(LISTED ENTRIES)

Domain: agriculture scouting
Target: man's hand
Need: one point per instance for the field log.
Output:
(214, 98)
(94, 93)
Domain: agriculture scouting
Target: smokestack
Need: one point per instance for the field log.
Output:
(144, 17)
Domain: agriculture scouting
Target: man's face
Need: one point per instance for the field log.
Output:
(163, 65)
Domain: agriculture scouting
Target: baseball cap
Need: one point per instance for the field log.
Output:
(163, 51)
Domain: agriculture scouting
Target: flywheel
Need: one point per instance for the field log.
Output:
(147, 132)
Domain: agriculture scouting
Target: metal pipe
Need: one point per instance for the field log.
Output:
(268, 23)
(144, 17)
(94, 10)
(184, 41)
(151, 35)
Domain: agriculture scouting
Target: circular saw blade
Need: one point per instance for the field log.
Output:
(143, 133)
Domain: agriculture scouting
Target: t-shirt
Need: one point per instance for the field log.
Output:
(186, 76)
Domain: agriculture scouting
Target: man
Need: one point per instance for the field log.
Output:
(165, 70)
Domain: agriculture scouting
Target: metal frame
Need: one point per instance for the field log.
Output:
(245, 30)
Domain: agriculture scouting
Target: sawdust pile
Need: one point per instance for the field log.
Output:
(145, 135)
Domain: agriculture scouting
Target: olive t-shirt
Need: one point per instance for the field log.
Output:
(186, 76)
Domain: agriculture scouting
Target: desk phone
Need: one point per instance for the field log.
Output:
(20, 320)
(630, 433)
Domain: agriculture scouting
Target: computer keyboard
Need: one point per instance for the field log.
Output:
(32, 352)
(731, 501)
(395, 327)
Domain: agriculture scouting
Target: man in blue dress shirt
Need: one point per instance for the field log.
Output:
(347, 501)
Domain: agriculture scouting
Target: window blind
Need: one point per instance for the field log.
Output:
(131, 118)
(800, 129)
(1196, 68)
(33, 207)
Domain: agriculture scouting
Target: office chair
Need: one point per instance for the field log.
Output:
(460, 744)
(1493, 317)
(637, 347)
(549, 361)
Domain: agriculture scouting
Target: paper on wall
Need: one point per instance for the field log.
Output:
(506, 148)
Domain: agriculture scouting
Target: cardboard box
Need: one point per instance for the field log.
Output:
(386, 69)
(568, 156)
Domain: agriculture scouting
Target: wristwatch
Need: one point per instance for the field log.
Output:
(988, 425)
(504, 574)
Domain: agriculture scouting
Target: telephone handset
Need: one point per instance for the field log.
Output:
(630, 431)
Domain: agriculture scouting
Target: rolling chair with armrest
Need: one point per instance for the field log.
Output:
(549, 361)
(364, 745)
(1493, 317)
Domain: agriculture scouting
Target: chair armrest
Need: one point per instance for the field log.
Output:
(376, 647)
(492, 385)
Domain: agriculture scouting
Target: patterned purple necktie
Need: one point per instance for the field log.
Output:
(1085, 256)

(End LISTED ENTRIES)

## [EXERCISE OBJECTIVE]
Among the lines above, find each one containing the string "armrest" and copy it.

## [OUTPUT FOR THIS EXERCISE]
Target: rolling chair with armrest
Target: chair armrest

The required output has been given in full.